Given problem A: In the summary on inferiority and superiority below, what does the healthy feeling of inferiority serve as?
Given problem B:
Decide whether each statement agrees with the summary on inferiority and superiority below. Give yes or no for each, with the deciding words of the summary quoted exactly.
(i) The feeling of inferiority arises only through comparison.
(ii) Someone who always wins in competition will eventually find peace.
(iii) Treating others as comrades causes interpersonal problems to decrease dramatically.
Given problem C: Continue the summary on inferiority and superiority below, picking up after its last sentence.

Extract:
* * * *
Inferiority, Superiority, and Why Life Is Not a Competition

The Courage to Be Disliked Ichiro Kishimi & Fumitake Koga
inferiority superiority-complex competition comrades power-struggle

Key Principle

Three things must be kept "clearly separate"; conflating them is "an utter misuse of the term" (Second Night). The (1) feeling of inferiority is healthy: a subjective value judgment ("the feeling that one has no worth, or that one is only worth so much") that arises only through comparison and serves as a "stimulant to normal, healthy striving and growth" (Second Night). The (2) inferiority complex is the pathology of using that feeling as an excuse — the logic "A is the situation, so B cannot be done." The (3) superiority complex is the "easier way out" for those who can neither strive nor tolerate the complex: a "fabricated feeling of superiority." Above all, the pursuit of superiority is not a race up a staircase but everyone "walking equally in the same flat place" toward their own ideal self — so competition is to be rejected, because it turns others into enemies rather than comrades.

Why This Matters

The competitive frame is self-defeating regardless of outcome: even a perpetual winner who has "placed himself in competition... will never have a moment's peace" (Second Night), because competition makes every person an enemy and the world "a perilous place overflowing with enemies." Dropping competition does not require winning — it makes others into comrades and causes interpersonal problems to "decrease dramatically." This is the bridge to all the book's later claims: value itself is socially constructed (a diamond is "nothing but a little stone"), so the problem of worth "in the end brings us back to interpersonal relationships again."
* * * *
Information provided:
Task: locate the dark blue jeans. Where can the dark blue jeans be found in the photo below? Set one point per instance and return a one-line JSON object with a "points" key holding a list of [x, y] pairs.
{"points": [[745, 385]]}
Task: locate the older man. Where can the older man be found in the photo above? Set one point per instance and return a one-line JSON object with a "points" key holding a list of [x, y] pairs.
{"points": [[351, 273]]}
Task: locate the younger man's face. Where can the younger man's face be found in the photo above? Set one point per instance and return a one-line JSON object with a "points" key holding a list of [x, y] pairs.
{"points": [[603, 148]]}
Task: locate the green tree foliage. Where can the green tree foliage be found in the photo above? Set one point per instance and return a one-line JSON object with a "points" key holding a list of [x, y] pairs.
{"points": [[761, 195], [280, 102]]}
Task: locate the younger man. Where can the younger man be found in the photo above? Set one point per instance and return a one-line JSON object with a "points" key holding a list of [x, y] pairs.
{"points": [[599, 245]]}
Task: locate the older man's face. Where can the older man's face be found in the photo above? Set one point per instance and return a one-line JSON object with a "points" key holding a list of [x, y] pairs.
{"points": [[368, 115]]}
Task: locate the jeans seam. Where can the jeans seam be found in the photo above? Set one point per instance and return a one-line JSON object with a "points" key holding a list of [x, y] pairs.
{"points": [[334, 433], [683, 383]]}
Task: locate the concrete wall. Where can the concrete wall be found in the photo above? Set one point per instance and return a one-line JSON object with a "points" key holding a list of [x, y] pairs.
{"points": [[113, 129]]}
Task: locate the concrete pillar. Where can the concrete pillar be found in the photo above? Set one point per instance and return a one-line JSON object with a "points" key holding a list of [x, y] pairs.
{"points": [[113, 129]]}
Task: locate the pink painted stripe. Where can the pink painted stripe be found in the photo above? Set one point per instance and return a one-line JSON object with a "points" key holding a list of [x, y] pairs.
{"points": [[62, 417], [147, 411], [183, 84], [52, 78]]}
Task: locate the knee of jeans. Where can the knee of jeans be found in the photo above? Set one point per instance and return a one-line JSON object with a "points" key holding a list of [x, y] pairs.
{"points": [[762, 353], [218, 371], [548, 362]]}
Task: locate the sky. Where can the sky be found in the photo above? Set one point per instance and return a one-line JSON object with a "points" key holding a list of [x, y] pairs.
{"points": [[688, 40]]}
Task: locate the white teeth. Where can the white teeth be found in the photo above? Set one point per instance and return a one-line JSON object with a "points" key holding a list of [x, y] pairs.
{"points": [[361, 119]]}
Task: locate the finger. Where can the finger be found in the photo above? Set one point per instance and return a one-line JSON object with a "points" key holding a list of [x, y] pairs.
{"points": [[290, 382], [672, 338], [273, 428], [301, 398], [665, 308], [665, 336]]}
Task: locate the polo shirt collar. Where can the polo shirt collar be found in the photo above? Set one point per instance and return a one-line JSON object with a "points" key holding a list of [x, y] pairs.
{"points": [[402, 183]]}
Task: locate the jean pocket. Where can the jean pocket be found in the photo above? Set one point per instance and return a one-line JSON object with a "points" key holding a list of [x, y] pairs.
* * * *
Written reply A: It serves as a "stimulant to normal, healthy striving and growth."

Written reply B:
(i) Yes: "arises only through comparison"
(ii) No: "will never have a moment's peace"
(iii) Yes: "it makes others into comrades and causes interpersonal problems to "decrease dramatically.""

Written reply C:
Good Examples

  • Height reframed (the feeling, rehabilitated): The philosopher's 155cm height "wasn't inferior" until compared; a friend reframed his small build as a gift for putting people at ease — "a transformation of values" (Second Night). The fact is fixed; the interpretation is free.
  • "My parents divorced, so I can't marry" (the complex): Treating childhood divorce as a causal trauma is exposed as apparent cause and effect — a fabricated link substituting for the missing "courage to change your lifestyle" (Second Night).
  • Name-dropping and brand allegiance (superiority complex): "Giving authority" by association, boasting of achievements — all signal that "the one who boasts does so only out of a feeling of inferiority" (Adler, Second Night).
  • Bragging about misfortune ("weakness is powerful"): Making oneself "special" through suffering "controls the other party," restricting their speech ("You don't understand how I feel"). "In our culture weakness can be quite strong and powerful... the strongest person... [is] the baby. The baby rules and cannot be dominated" (Adler, Second Night).
  • The diligent elder brother: The youth could "never win," so could not "celebrate other people's happiness" — shown to be rooted in the competition schema (their happiness = my defeat), not character (Second Night).

Counterpoints

  • "Competition fuels growth." Conceded partially: a rival can spur growth "if that rival was someone you could call a comrade" — but "in many cases, a competitor will not be your comrade" (Second Night). Healthy comparison is to one's own ideal self, not to others.
  • "Comparison is inescapable; the world judges me." The sense of being watched is a "self-generated fiction." The youth concedes: "Even if I were to go walking on my hands down the street, they'd take no notice" (Second Night). (The teen at the mirror, told by his grandmother: "You're the only one who's worried how you look.")
  • "Anger proves emotions are real, not chosen." Personal anger "is nothing but a tool for making others submit to you" (Second Night) and cools fast; only impersonal righteous indignation lasts. Anger is a communication tool that is never necessary — the alternative is "the power of language, and the language of logic." The cure is not to suppress it (suppression stays inside the struggle) but to see it as unnecessary.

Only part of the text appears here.